**AIM:** Return the records in full, exactly as given.

(Saved entries)
══════
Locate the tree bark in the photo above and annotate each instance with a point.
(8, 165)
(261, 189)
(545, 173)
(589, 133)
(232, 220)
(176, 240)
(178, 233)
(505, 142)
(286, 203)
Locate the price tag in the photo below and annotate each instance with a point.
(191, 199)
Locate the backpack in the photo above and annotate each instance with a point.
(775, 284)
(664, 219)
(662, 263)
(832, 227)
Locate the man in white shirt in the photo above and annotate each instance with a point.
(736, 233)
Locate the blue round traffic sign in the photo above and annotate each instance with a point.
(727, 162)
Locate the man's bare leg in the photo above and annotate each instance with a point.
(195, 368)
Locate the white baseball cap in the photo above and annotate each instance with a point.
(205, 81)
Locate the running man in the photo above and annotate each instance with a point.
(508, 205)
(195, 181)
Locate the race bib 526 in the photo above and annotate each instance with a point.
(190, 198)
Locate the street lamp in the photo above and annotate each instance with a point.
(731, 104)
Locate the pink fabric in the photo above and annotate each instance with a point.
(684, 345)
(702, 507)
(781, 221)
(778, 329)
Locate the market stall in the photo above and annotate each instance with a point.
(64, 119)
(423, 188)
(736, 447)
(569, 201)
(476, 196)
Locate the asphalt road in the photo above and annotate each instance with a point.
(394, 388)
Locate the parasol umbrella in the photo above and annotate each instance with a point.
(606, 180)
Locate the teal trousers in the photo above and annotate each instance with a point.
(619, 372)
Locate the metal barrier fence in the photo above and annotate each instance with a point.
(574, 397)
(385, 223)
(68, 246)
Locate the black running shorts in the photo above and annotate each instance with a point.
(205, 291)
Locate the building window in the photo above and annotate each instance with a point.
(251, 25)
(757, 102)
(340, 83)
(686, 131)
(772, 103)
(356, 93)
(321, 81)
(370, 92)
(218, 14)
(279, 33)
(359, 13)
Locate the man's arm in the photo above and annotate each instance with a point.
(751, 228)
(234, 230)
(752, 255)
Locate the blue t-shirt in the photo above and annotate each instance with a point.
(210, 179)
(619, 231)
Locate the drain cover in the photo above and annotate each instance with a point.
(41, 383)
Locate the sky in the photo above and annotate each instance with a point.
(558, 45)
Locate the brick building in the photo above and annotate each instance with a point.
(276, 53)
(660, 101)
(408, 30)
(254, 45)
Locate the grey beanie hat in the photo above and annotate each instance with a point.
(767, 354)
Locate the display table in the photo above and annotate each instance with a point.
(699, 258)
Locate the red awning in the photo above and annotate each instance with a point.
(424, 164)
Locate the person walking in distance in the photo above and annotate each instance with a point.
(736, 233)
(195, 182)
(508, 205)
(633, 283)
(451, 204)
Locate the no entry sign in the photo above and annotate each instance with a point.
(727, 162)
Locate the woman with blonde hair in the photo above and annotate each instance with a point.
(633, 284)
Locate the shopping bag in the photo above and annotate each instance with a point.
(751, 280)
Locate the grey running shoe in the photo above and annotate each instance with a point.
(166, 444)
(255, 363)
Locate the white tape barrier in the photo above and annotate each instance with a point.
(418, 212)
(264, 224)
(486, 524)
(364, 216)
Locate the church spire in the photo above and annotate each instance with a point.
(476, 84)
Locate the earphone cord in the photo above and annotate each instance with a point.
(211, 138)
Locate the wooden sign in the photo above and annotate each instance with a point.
══════
**WRITTEN RESPONSE:**
Locate the tree bark in the photo above and annotate each instance with a point.
(8, 165)
(261, 189)
(545, 173)
(589, 133)
(232, 220)
(176, 240)
(178, 233)
(505, 142)
(286, 203)
Locate the price tag in the photo below and annotate each instance with a point.
(191, 199)
Locate the backpack in the photo above and annotate each instance with a point.
(775, 284)
(664, 219)
(662, 263)
(832, 227)
Locate the man in white shirt in the photo above and annotate each instance with a point.
(736, 233)
Locate the blue round traffic sign in the photo above and annotate each instance with a point.
(727, 162)
Locate the man's bare leg in the photo above and annotate each instance with a point.
(195, 368)
Locate the white baseball cap in the photo above and annotate each instance with a point.
(205, 81)
Locate the running man in the photo above and annotate each instance with a point.
(508, 205)
(195, 181)
Locate the race bib 526 in the photo above and annotate each instance with a point.
(190, 198)
Locate the street lamp in the photo above and annotate each instance with a point.
(731, 104)
Locate the pink fabric in the photo above and annotate each instance with a point.
(684, 345)
(702, 507)
(781, 221)
(778, 329)
Locate the market stall in the photo above and annotate each instance with a point.
(64, 119)
(423, 188)
(736, 447)
(569, 201)
(476, 196)
Locate the asphalt road in the photo above and annotate each instance with a point.
(394, 388)
Locate the parasol umbrella in the photo above and annotate each instance with a point.
(606, 180)
Locate the teal trousers in the photo above and annotate each instance with a point.
(619, 372)
Locate the metal barrier fence in the photo above and annotate each instance with a point.
(574, 397)
(385, 223)
(68, 246)
Locate the black running shorts in the photo above and annotate each instance with a point.
(205, 291)
Locate the building window in the photo above and annotate each instance with a point.
(251, 25)
(757, 102)
(340, 83)
(686, 131)
(772, 103)
(356, 93)
(321, 81)
(370, 92)
(218, 14)
(279, 33)
(359, 13)
Locate the man's arm in the photo above and annotate each instance with a point.
(751, 228)
(234, 230)
(752, 255)
Locate the blue t-shirt in the photo above and annotate each instance with a point.
(210, 179)
(619, 231)
Locate the drain cover in the photo above and annotate each instance with a point.
(41, 383)
Locate the sky in the photo above and annotate each instance with a point.
(558, 45)
Locate the brick building in the photo above and annotate each instance with a point.
(276, 53)
(660, 101)
(408, 30)
(254, 45)
Locate the grey beanie hat in the photo above and annotate each instance with a point.
(767, 354)
Locate the display table in the photo above and annotate each instance with a point.
(699, 258)
Locate the red awning in the photo above and annotate each instance with a point.
(424, 164)
Locate the person walking in distance in the photo above and annotate each instance with a point.
(736, 233)
(195, 182)
(508, 205)
(633, 283)
(451, 204)
Locate the no entry sign in the photo above and annotate each instance with a point.
(727, 162)
Locate the woman with blonde hair in the photo above and annotate each instance with a point.
(633, 284)
Locate the shopping bag in the photo above and annotate each instance with a point.
(751, 280)
Locate the grey running shoe in the photo above and annotate each instance with a point.
(166, 444)
(255, 363)
Locate the white tape barrier in the photo above and annotate each instance with a point.
(418, 212)
(264, 224)
(486, 524)
(364, 216)
Locate the church spire in the photo above and annotate each instance with a point.
(476, 84)
Locate the earphone cord in the photo above and annotate each instance with a point.
(211, 138)
Locate the wooden sign in the photo above and annotate each instance with a point.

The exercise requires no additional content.